• BRANO DI TESTO:
Carlo Lucarelli e il Far West dell'Italia coloniale: L'ottava vibrazione raccontata a Baricco
Pubblicato da Elisa, Blogosfere staff alle 12:01 in Libri, Personaggi
E' uscito il primo d'aprile ma non è un pesce. L'ottava vibrazione, come segnala L'Angolo Nero, è il tanto atteso nuovo romanzo di Carlo Lucarelli. E' ambientato a Massaua, in Eritrea, nei due mesi che precedono la tragica battaglia di Adua del marzo 1896, quando le truppe italiane vennero sconfitte dall’esercito abissino del negus Menelik II. Una pagina di storia che l'autore commenta così:
Mi sono chiesto perché so tutto di Custer a Little Big Horn e niente di Adua, per esempio. Abbiamo anche noi nella nostra storia un Far West che permette di raccontare metafore avventurose. L'Italia coloniale è uno dei nostri Far West.
Questo è un estratto dell'intervista realizzata da Alessandro Baricco. Come riporta il blog di Lucarelli l'intervista si è svolta via mail, eccone una parte.
Alessandro Baricco - Ciao Carlo. Ti va un'intervista sul tuo ultimo libro? Pensavo di farla così, via mail. Mi sembra un bel modo di parlare scrivendo. E poi è lento di una lentezza che mi piace.
Carlo Lucarelli - "Per me va benissimo, anche a me piace la giusta lentezza".
Allora partiamo. Quant'era che non pubblicavi un romanzo?"Parecchio... un romanzo vero, intendo. L'ultimo è Un giorno dopo l'altro, che mi sembra sia del 2001. In mezzo c'è stata una raccolta di racconti e altri libri sui misteri d'Italia e delitti vari... Non è che li rinneghi o li ritenga meno importanti, ma quella non è narrativa, che invece è il posto in cui mi sento meglio. Quindi più o meno sette anni, che per uno come me, che pubblicava tanti libri e scriveva in fretta, dovrebbero essere parecchi".
È la tv che ti ha tenuto lontano dal romanzo?

• INFORMAZIONI FORNITE:
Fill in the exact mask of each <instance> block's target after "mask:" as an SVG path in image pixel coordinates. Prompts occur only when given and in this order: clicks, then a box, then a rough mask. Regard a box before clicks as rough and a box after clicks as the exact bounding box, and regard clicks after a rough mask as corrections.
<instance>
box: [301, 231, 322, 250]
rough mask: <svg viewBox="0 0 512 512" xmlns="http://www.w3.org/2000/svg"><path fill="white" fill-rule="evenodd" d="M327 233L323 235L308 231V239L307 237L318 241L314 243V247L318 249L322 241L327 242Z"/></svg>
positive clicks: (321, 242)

• ESERCIZI DA SVOLGERE:
(1) Aggiorna l'articolo su Lucarelli riscrivendo il passo che comincia con le parole "Questo è un" e finisce dopo "che mi piace.", con "per email" al posto di "via mail".
(2) Elenca tutte le persone nominate nell'articolo su Lucarelli.
(3) Prosegui l'articolo su Lucarelli dal punto in cui si interrompe.
I record non hanno alcun rapporto con l'articolo su Lucarelli.

• RISPOSTE AGLI ESERCIZI:
(1)
Questo è un estratto dell'intervista realizzata da Alessandro Baricco. Come riporta il blog di Lucarelli l'intervista si è svolta per email, eccone una parte.
Alessandro Baricco - Ciao Carlo. Ti va un'intervista sul tuo ultimo libro? Pensavo di farla così, per email. Mi sembra un bel modo di parlare scrivendo. E poi è lento di una lentezza che mi piace.

(2) Carlo Lucarelli, Elisa, Menelik II, Custer, Alessandro Baricco

(3)
"All'inizio credevo che fosse così e mi seccava parecchio. Non solo per la tivù, anche per altre cose che ho scritto e che ho fatto e che mi tenevano lontano da questo romanzo. Io sono abituato a scrivere in fretta, di getto, dall'inizio alla fine, e non a singhiozzo, come stavo facendo. Poi ho scoperto che non era così. Gli altri impegni mi hanno impedito di scrivere subito e in fretta e ci ho messo il tempo che ci dovevo mettere. Ho letto un sacco di cose. Ho fatto esperimenti. Sono stato in Eritrea tre volte. E quando finalmente ho avuto tutto nella testa, allora ho cominciato a scrivere e ho smesso solo quando è finito il romanzo".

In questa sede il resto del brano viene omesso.